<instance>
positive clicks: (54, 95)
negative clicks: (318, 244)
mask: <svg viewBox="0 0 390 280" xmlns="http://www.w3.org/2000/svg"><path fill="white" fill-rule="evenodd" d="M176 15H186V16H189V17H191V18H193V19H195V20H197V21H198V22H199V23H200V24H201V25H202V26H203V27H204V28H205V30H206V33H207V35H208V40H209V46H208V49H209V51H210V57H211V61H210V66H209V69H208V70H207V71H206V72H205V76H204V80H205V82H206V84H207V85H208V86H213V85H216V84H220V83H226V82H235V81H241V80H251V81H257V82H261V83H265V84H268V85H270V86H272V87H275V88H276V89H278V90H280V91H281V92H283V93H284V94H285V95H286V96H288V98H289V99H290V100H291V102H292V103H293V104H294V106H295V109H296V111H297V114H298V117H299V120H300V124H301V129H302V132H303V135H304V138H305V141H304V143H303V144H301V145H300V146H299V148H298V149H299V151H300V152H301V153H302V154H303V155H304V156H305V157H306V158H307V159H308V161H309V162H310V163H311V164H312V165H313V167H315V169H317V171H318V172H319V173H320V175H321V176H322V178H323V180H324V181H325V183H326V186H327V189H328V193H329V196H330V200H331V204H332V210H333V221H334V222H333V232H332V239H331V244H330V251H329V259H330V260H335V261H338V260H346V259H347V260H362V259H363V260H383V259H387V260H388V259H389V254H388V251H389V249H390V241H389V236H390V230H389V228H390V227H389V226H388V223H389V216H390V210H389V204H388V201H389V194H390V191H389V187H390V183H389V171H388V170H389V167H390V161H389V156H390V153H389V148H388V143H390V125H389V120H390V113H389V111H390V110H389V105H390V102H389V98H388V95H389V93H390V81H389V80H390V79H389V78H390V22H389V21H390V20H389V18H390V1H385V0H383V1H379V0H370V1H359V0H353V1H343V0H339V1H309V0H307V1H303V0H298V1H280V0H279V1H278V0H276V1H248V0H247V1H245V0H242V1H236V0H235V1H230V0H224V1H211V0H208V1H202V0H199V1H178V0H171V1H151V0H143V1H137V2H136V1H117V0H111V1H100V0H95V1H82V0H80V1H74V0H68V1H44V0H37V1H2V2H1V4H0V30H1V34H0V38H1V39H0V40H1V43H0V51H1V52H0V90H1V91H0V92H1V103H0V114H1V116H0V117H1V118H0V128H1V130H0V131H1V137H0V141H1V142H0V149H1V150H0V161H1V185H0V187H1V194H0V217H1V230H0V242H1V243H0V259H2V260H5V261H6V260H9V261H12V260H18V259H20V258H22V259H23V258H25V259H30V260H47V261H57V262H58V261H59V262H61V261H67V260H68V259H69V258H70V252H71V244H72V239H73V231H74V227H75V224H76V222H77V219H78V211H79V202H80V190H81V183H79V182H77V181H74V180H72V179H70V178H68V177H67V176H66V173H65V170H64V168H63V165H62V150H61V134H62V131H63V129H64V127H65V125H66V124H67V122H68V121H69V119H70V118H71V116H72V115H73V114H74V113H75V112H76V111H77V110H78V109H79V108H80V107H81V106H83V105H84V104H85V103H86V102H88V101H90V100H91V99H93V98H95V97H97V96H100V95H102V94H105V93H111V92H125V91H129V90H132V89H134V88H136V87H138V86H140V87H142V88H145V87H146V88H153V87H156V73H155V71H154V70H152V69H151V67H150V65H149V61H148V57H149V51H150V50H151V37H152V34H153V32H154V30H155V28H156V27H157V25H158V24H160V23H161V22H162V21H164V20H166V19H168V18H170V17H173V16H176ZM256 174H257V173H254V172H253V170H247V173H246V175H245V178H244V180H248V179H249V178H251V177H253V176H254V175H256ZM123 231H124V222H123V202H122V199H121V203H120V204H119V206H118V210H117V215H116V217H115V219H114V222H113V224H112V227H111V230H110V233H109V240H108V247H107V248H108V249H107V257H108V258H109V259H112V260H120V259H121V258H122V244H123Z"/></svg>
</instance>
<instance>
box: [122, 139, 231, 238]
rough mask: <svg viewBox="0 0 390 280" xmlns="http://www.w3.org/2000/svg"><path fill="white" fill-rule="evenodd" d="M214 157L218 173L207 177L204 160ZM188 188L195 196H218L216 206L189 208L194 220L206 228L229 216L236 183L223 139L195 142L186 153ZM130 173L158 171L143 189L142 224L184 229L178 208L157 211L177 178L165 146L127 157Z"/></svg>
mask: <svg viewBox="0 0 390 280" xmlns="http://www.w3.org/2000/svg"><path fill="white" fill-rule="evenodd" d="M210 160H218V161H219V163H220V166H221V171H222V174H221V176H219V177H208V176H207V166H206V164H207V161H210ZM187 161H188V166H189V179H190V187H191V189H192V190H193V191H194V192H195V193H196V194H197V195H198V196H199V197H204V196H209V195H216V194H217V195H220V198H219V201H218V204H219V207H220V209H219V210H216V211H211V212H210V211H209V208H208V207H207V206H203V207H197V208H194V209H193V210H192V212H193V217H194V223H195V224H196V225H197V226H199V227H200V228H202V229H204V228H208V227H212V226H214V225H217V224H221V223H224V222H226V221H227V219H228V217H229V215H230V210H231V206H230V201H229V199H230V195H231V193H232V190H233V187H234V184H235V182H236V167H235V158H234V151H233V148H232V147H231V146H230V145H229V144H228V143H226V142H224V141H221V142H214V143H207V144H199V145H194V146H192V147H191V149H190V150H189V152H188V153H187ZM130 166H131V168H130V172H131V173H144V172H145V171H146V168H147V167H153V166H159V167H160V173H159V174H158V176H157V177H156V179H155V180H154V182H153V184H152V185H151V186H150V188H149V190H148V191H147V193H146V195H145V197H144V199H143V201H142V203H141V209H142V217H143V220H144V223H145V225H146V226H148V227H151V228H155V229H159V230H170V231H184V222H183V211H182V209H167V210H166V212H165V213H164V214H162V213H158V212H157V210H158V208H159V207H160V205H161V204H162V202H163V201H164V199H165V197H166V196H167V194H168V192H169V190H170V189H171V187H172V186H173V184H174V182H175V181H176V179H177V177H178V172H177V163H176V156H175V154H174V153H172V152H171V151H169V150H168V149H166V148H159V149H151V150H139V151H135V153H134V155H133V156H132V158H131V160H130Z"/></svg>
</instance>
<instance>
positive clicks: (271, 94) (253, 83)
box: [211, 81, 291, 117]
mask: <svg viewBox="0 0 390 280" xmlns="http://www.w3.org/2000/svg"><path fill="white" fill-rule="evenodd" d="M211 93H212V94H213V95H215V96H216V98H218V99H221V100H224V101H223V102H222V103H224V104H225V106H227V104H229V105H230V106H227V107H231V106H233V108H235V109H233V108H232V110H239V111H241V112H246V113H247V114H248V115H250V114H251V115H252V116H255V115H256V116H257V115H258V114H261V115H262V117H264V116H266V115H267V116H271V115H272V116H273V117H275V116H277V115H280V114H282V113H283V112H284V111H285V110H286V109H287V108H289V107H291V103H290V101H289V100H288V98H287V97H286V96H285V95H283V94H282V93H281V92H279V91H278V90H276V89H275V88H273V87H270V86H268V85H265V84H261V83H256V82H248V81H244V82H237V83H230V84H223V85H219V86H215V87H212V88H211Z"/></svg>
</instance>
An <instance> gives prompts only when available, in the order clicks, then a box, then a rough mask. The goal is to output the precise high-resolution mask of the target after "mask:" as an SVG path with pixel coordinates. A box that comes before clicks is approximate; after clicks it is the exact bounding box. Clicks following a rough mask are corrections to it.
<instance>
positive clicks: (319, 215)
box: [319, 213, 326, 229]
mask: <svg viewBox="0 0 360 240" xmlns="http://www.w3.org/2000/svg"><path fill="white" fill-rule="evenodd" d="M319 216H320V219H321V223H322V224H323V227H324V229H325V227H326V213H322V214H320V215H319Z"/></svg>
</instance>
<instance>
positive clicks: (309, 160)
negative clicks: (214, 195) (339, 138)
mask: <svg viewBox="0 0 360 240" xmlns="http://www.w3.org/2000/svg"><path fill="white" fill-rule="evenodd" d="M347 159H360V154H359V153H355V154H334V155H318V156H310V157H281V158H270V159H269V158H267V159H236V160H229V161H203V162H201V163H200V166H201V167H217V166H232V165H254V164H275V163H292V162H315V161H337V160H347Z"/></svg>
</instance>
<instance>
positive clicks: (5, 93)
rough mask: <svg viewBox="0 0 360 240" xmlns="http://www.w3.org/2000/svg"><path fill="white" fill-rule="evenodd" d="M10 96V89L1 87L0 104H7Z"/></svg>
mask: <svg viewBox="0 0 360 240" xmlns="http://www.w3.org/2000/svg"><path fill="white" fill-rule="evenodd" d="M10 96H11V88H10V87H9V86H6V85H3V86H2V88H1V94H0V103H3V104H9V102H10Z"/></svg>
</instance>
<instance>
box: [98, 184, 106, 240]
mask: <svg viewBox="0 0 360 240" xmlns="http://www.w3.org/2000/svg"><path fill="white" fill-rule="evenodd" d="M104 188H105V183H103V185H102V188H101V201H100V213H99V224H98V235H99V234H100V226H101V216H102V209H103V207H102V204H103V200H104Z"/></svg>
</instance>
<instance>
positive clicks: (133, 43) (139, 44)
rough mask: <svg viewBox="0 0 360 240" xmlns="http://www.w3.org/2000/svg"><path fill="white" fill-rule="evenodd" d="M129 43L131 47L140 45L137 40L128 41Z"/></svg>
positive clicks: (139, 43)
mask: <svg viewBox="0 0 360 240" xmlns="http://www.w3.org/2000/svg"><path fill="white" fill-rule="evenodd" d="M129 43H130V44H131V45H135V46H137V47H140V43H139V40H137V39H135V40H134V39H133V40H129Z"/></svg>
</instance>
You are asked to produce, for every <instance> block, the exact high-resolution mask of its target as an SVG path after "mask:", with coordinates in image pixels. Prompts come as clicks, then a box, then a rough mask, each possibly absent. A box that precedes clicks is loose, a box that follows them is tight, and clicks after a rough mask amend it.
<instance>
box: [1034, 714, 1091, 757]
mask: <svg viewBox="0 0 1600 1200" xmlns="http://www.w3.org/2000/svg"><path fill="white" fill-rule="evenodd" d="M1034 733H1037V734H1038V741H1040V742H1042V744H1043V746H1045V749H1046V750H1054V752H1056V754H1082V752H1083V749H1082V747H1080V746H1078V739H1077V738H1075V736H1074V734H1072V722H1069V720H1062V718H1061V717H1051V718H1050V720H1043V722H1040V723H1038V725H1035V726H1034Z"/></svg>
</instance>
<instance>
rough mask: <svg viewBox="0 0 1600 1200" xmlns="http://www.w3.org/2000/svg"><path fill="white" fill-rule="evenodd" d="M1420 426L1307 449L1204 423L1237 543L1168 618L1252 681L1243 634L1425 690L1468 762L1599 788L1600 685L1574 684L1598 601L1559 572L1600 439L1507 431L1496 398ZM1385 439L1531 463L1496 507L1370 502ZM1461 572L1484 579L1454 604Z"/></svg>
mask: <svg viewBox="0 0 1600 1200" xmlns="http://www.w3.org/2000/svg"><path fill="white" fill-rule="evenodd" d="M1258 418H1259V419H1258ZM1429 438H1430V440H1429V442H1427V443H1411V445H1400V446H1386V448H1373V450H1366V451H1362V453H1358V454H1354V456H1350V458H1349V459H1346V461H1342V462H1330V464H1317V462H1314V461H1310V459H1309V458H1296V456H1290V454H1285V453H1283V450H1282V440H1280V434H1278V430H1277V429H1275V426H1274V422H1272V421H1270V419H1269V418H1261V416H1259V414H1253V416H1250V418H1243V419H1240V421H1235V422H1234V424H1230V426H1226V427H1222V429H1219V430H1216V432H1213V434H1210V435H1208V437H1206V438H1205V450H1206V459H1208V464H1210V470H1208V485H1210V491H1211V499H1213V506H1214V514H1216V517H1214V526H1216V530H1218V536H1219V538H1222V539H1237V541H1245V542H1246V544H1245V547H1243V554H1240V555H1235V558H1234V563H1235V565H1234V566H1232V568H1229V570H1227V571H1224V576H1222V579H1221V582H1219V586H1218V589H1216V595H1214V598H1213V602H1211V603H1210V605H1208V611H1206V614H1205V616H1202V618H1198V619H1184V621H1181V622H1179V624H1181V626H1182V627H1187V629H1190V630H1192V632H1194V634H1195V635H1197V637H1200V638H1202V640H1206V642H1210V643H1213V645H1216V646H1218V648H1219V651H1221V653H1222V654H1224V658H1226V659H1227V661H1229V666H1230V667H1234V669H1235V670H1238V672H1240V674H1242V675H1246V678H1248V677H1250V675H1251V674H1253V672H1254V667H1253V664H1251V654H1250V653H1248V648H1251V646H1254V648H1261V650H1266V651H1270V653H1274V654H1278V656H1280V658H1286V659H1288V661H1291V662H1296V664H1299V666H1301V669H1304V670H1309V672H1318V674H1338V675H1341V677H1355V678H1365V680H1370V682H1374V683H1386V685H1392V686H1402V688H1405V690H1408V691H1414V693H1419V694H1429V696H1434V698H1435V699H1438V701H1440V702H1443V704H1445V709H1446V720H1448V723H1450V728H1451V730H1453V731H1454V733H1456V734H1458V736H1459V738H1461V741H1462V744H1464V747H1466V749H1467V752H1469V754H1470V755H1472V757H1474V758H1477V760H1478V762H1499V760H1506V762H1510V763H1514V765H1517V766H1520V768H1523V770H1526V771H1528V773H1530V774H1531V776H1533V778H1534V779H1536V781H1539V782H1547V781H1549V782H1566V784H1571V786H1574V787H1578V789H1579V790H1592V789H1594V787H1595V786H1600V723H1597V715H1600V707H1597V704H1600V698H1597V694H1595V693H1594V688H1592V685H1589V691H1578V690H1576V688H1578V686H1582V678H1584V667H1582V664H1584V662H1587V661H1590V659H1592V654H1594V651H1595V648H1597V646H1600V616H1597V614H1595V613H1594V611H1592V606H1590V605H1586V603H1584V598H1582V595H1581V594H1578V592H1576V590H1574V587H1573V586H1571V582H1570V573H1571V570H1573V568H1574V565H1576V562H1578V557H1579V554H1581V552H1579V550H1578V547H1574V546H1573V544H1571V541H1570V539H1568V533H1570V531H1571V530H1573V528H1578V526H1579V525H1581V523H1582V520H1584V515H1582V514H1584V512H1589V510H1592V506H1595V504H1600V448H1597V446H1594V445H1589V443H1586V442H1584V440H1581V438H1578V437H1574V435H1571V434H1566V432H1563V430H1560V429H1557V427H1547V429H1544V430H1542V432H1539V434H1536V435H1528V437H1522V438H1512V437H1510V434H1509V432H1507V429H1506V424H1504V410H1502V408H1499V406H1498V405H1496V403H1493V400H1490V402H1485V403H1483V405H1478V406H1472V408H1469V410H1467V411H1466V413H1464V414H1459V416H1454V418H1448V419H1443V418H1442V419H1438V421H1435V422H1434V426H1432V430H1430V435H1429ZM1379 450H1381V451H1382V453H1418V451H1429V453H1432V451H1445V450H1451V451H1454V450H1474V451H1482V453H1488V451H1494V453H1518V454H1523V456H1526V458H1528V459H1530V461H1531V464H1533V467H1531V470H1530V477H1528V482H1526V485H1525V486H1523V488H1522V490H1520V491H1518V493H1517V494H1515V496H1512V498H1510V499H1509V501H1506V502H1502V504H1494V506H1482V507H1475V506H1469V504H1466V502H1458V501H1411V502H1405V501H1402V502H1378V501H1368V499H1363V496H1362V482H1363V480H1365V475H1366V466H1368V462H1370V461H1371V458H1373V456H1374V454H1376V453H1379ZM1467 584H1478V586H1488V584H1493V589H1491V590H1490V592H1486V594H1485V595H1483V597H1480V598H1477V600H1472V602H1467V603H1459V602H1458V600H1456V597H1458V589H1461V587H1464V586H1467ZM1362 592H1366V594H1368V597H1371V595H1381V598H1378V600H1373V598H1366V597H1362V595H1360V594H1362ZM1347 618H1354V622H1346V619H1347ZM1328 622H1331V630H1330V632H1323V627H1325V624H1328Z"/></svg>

━━━━━━━━━━

## Exercise details
Collect every line from the records above that contains the word "then".

## Response to this task
An <instance> gives prompts only when available, in the order clicks, then a box, then a rough mask. The goal is to output the precise high-resolution mask of the target after "mask:" as an SVG path with pixel coordinates. A box that comes before clicks is approximate; after clicks it is the exact bounding box. Clicks following a rough mask are corrections to it.
You are asked to produce, for every <instance> block, the exact high-resolution mask of its target as an SVG path after "mask:", with coordinates in image pixels. Prompts come as clicks, then a box, then a rough mask, each possibly absent. A box that precedes clicks is loose, a box that follows them is tight, and clicks after a rough mask amend it.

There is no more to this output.